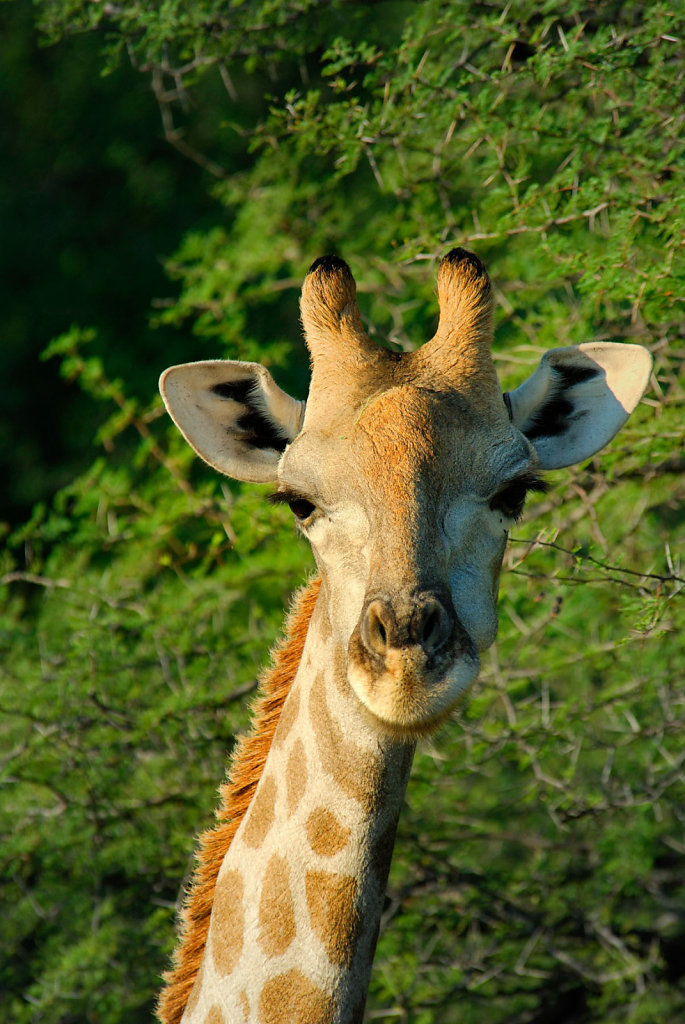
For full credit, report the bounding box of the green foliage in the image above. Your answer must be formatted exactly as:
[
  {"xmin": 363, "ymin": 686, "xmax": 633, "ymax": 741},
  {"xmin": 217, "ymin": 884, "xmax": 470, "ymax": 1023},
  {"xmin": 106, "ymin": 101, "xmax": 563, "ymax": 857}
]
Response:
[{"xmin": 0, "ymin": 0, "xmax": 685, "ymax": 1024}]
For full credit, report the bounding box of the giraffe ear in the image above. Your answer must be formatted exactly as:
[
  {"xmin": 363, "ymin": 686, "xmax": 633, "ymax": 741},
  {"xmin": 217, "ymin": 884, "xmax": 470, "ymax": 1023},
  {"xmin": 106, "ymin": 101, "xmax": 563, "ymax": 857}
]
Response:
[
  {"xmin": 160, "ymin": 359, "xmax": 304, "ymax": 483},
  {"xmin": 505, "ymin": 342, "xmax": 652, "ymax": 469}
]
§
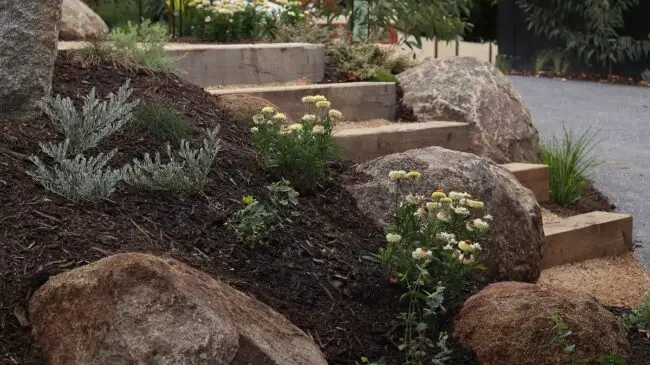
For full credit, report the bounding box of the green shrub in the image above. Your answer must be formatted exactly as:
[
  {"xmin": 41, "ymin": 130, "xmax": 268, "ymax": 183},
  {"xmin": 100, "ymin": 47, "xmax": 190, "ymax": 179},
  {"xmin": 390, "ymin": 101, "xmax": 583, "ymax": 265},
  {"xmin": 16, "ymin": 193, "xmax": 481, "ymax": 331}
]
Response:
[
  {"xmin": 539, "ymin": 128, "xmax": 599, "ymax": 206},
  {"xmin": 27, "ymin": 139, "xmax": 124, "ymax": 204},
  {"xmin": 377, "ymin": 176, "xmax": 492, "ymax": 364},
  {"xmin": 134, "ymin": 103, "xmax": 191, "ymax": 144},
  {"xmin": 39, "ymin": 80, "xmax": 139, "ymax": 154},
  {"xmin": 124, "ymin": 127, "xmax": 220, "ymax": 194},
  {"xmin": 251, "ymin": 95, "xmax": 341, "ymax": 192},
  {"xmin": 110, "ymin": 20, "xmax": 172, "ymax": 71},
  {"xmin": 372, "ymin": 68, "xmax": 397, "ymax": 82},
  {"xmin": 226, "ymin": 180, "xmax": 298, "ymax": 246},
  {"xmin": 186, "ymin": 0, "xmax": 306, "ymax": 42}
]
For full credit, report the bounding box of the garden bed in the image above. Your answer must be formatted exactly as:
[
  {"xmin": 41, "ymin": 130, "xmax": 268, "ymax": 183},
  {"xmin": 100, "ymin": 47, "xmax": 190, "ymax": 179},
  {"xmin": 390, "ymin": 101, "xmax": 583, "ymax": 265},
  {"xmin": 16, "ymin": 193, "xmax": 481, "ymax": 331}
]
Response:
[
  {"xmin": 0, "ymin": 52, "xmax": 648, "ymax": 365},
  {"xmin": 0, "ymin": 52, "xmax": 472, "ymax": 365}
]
§
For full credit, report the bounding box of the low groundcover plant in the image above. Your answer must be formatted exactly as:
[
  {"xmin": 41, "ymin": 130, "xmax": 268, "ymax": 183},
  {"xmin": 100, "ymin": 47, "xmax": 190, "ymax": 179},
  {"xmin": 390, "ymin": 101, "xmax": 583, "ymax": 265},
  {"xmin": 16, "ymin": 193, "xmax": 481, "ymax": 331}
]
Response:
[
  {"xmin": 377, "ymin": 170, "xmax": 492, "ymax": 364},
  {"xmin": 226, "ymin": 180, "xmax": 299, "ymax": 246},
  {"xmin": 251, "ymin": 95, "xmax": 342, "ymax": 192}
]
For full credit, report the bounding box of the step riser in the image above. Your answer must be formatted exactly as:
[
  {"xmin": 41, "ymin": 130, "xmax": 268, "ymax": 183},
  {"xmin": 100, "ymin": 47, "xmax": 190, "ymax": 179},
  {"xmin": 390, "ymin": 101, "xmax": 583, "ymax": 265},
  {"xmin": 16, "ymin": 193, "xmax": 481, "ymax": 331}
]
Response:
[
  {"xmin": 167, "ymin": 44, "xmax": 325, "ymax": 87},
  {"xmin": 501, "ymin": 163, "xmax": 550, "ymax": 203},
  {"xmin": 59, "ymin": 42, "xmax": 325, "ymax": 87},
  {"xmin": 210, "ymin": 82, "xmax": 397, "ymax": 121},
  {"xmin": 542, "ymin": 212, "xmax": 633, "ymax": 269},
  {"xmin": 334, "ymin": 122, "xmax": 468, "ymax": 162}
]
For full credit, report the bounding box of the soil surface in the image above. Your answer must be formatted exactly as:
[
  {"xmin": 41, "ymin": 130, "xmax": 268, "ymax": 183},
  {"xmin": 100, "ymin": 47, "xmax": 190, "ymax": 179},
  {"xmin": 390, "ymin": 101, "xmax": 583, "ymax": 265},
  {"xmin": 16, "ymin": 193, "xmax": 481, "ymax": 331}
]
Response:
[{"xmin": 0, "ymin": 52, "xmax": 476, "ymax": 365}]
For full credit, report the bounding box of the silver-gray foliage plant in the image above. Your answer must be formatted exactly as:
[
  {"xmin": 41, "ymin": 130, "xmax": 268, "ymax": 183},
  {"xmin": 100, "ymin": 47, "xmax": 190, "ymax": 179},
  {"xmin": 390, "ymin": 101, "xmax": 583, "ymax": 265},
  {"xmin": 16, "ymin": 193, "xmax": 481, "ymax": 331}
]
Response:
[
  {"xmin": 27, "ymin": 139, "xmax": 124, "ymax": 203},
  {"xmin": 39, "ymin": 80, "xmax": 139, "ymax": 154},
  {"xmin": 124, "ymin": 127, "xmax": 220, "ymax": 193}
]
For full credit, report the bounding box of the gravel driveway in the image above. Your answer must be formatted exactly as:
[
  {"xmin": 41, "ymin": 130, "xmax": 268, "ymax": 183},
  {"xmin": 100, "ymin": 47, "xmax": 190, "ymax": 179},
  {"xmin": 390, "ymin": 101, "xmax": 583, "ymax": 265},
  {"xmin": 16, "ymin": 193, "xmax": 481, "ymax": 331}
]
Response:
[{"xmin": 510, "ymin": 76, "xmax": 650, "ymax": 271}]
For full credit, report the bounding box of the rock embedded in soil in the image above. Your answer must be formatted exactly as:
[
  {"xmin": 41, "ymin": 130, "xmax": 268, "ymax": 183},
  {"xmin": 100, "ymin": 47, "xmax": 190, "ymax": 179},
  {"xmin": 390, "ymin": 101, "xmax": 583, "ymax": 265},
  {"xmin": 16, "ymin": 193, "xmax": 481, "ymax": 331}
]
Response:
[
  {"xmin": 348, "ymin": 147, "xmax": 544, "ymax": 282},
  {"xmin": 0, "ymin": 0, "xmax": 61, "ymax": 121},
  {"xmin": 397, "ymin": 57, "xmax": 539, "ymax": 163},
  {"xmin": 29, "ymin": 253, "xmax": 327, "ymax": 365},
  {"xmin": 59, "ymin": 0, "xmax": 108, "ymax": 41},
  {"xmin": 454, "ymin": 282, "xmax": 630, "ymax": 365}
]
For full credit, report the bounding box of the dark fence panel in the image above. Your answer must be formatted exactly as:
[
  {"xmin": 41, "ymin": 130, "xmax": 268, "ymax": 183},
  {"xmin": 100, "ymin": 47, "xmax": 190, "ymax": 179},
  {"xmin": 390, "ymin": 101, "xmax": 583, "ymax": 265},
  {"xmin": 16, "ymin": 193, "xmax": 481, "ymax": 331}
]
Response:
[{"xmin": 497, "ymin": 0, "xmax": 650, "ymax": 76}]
§
## [BRIEF]
Please pick out every line in the material above that contains the string "credit", treating uppercase and lowercase as different, and copy each of those lines out in full.

## [RESPONSE BELOW]
For full credit, report the bounding box of the green foliage in the image above. Your answer must be formatted exactly as:
For full credit, report the bounding box of the giraffe ear in the image above. Your answer must be formatted exactly as:
For full credit, report the bounding box of the green shrub in the image above. Your answer must be formatted exactly as:
For full credit, report the bounding box of the garden bed in the image above. Your answer must be formatted exactly as:
For full credit, report the bounding box of the low groundcover plant in the image above. Your answer must be formatted exactly as:
For full credit, report the bounding box of the step riser in the image above. Your answer must be formatted exactly as:
For full credit, report the bounding box of the soil surface in the image above. Your answer must be formatted exactly as:
For full credit, report the bounding box of the silver-gray foliage plant in the image above. Your answer must be formatted exactly as:
For full credit, report the bounding box of the gravel driveway in the image above. Your answer must be formatted exactly as:
For full credit, report the bounding box of the rock embedded in soil in the image above. Your answer must be formatted exactly as:
For full credit, report the bounding box of the dark fence panel in the image above. Your answer must be formatted exactly as:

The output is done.